• **What the task asks**:
Copy out each line of the data that contains the string "segment". Case matters.

--- start Supplied records ---

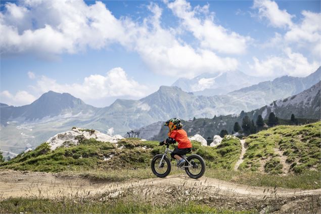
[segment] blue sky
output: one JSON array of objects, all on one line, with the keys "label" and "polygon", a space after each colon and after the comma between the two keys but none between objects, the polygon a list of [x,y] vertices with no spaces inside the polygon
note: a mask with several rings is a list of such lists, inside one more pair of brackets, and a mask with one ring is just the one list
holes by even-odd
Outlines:
[{"label": "blue sky", "polygon": [[2,1],[0,102],[49,90],[98,107],[204,72],[305,76],[320,1]]}]

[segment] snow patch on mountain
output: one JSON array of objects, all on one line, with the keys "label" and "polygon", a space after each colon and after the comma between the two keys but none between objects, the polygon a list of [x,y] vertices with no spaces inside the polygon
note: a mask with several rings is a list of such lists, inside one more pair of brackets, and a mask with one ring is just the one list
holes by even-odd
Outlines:
[{"label": "snow patch on mountain", "polygon": [[202,146],[207,146],[207,141],[200,135],[196,134],[191,138],[189,138],[190,141],[195,141],[200,142],[202,144]]},{"label": "snow patch on mountain", "polygon": [[218,146],[221,144],[223,138],[221,138],[219,135],[214,135],[213,138],[213,142],[210,144],[210,146],[214,147]]},{"label": "snow patch on mountain", "polygon": [[148,111],[151,110],[151,107],[147,103],[142,103],[137,107],[143,111]]},{"label": "snow patch on mountain", "polygon": [[70,144],[78,145],[79,139],[81,138],[94,138],[99,141],[117,143],[123,138],[119,135],[111,136],[96,130],[74,127],[71,131],[57,134],[49,138],[47,142],[49,144],[51,150],[54,150],[61,146],[68,147]]}]

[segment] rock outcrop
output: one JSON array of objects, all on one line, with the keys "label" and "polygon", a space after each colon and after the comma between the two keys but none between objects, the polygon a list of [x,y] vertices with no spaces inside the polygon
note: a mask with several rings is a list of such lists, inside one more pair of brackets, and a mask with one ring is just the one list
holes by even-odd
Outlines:
[{"label": "rock outcrop", "polygon": [[94,130],[85,130],[73,127],[72,131],[59,133],[52,137],[47,141],[52,150],[60,146],[68,147],[70,144],[77,145],[80,139],[94,138],[97,141],[117,143],[123,138],[121,135],[111,136]]}]

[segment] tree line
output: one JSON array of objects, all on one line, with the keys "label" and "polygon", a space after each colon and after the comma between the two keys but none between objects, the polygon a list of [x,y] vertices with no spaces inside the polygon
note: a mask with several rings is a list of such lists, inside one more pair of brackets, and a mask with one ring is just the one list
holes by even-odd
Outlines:
[{"label": "tree line", "polygon": [[[293,114],[291,116],[290,121],[291,124],[298,124],[298,120],[295,118]],[[248,116],[246,115],[242,119],[241,125],[240,125],[238,122],[236,122],[234,123],[233,131],[232,134],[233,134],[234,133],[239,133],[240,134],[248,136],[256,133],[265,128],[273,127],[279,124],[279,118],[273,112],[270,113],[270,114],[268,115],[268,118],[266,123],[264,122],[263,117],[262,117],[262,115],[261,115],[257,116],[255,122],[254,122],[253,119],[250,120]],[[219,136],[223,138],[228,134],[228,133],[227,130],[222,130],[221,131]]]}]

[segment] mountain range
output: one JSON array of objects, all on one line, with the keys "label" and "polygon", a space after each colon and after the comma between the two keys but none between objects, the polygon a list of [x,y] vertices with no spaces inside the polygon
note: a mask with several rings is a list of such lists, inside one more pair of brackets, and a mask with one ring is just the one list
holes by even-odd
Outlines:
[{"label": "mountain range", "polygon": [[[234,123],[238,122],[241,125],[245,116],[248,116],[250,120],[255,122],[259,115],[262,115],[263,119],[267,119],[270,113],[272,112],[280,118],[290,119],[291,115],[294,114],[297,118],[305,118],[311,121],[316,121],[321,119],[320,90],[321,81],[319,81],[310,89],[296,95],[276,100],[270,105],[259,109],[248,112],[242,111],[238,115],[219,116],[212,118],[194,118],[184,121],[184,127],[190,136],[199,134],[206,139],[212,139],[213,136],[218,135],[222,130],[226,130],[228,133],[231,133]],[[140,133],[140,138],[163,140],[167,136],[168,131],[166,127],[160,125],[158,130],[150,129],[149,130],[149,127],[162,123],[164,122],[156,122],[135,131]]]},{"label": "mountain range", "polygon": [[0,105],[1,149],[21,151],[27,144],[39,145],[73,126],[105,133],[113,130],[115,134],[123,135],[128,130],[172,117],[188,120],[194,117],[236,115],[242,110],[258,109],[308,89],[319,81],[320,71],[319,68],[306,77],[281,77],[225,96],[196,96],[177,87],[162,86],[139,100],[118,99],[104,108],[87,105],[68,93],[50,91],[30,105]]},{"label": "mountain range", "polygon": [[172,86],[191,92],[195,95],[223,95],[242,88],[257,84],[264,79],[249,76],[239,71],[204,73],[193,79],[180,78]]}]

--- end Supplied records ---

• **Solution to this problem**:
[segment] blue sky
[segment] snow patch on mountain
[segment] rock outcrop
[segment] tree line
[segment] mountain range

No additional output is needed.